Which lines of the records contain the word "below"? Copy each one.
── EXERCISE MATERIAL ──
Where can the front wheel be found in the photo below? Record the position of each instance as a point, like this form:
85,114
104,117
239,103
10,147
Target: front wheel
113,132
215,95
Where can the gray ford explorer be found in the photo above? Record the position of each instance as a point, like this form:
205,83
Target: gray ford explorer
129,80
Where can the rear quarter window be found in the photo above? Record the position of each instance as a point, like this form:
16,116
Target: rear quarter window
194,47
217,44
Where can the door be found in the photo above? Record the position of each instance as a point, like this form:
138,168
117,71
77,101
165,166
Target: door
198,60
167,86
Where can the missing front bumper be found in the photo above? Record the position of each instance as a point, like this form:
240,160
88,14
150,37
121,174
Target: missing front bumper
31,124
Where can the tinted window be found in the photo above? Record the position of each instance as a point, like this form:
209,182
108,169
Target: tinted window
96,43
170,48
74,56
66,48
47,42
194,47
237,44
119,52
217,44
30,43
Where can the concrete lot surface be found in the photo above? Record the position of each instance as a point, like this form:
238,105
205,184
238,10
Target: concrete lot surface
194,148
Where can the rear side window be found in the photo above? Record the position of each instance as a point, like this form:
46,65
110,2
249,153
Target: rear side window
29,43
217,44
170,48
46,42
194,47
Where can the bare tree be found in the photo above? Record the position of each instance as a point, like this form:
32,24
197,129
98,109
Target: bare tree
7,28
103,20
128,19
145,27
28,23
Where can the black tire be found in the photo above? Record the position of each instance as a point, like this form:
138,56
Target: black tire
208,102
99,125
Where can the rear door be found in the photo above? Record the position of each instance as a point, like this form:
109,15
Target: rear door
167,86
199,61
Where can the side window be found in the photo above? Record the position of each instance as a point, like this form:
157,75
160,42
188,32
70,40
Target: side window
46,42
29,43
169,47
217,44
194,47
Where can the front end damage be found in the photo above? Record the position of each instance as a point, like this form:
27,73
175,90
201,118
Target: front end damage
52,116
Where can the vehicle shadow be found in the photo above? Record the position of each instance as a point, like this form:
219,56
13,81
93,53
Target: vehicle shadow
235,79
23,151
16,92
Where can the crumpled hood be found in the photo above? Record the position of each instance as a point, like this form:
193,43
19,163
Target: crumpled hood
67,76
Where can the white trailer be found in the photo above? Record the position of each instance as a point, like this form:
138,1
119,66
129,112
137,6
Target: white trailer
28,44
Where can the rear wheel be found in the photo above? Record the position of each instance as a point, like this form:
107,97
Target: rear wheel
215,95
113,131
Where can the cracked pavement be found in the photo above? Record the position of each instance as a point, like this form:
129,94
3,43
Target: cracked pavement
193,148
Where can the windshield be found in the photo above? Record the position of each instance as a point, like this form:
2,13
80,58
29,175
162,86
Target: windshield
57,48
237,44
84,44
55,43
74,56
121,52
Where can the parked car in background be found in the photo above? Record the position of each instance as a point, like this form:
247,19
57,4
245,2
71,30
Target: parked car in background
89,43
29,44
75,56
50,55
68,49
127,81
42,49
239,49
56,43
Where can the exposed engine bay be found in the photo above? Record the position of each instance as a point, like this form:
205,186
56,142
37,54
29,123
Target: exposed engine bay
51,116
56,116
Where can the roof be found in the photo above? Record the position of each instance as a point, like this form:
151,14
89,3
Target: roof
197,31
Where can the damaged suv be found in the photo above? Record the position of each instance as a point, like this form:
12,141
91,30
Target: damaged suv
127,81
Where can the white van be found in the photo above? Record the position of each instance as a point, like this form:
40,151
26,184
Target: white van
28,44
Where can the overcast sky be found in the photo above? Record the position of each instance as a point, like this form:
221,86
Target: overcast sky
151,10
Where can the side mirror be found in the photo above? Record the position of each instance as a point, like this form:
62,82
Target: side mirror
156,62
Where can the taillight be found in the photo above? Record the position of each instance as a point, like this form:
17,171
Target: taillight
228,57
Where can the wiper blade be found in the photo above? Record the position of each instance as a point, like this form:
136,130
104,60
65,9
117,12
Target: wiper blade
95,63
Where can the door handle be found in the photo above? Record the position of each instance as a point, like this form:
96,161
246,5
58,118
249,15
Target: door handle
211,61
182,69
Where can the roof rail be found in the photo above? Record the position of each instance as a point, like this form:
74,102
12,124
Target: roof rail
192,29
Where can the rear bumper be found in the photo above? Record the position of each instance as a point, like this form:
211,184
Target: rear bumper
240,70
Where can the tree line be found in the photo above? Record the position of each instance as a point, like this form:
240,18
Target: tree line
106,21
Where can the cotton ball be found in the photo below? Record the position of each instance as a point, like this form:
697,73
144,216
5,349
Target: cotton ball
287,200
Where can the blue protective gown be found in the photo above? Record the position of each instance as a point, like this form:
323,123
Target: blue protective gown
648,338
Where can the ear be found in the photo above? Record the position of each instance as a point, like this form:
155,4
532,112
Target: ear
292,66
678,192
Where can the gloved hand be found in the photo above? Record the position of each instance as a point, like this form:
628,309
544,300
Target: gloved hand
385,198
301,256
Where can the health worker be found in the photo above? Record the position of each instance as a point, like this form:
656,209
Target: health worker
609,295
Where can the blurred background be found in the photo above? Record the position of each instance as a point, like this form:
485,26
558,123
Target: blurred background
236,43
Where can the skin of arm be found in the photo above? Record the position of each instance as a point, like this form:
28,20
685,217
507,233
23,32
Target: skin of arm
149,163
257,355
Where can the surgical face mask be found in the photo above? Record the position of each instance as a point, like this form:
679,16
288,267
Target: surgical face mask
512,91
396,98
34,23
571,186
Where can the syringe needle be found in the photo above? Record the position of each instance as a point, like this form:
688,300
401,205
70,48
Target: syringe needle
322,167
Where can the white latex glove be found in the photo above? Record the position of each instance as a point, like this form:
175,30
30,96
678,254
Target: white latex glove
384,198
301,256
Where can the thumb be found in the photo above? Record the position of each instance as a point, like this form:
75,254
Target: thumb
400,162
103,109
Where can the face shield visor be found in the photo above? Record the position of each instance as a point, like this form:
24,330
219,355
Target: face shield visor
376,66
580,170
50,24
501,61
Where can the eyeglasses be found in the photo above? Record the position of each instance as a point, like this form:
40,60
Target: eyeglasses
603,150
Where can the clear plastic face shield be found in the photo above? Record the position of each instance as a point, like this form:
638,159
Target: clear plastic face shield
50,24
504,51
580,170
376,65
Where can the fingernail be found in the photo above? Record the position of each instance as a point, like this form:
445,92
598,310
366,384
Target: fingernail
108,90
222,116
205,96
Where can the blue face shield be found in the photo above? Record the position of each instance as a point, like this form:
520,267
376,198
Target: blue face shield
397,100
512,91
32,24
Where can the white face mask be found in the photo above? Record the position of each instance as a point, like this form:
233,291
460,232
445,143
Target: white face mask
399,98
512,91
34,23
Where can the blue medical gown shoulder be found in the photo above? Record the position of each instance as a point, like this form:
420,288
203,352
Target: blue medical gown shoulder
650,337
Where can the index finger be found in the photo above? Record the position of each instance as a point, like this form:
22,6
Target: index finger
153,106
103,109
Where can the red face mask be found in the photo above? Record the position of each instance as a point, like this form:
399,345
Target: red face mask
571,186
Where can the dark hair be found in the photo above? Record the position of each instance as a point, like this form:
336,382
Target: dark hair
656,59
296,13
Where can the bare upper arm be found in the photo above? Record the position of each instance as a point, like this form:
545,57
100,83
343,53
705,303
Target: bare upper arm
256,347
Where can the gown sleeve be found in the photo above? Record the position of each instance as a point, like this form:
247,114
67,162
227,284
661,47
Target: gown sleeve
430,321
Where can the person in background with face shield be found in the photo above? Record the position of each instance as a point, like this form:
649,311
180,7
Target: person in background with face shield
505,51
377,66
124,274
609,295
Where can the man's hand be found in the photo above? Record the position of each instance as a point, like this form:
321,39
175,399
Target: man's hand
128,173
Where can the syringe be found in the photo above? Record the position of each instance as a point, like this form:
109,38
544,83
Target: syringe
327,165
───
§ **ANSWER SPACE**:
Where can the front wheel be found in the photo below? Record the position of each instance as a point, like this form:
Where can the cotton ball be found in the photo below? Record the position of each instance as a point, like this form:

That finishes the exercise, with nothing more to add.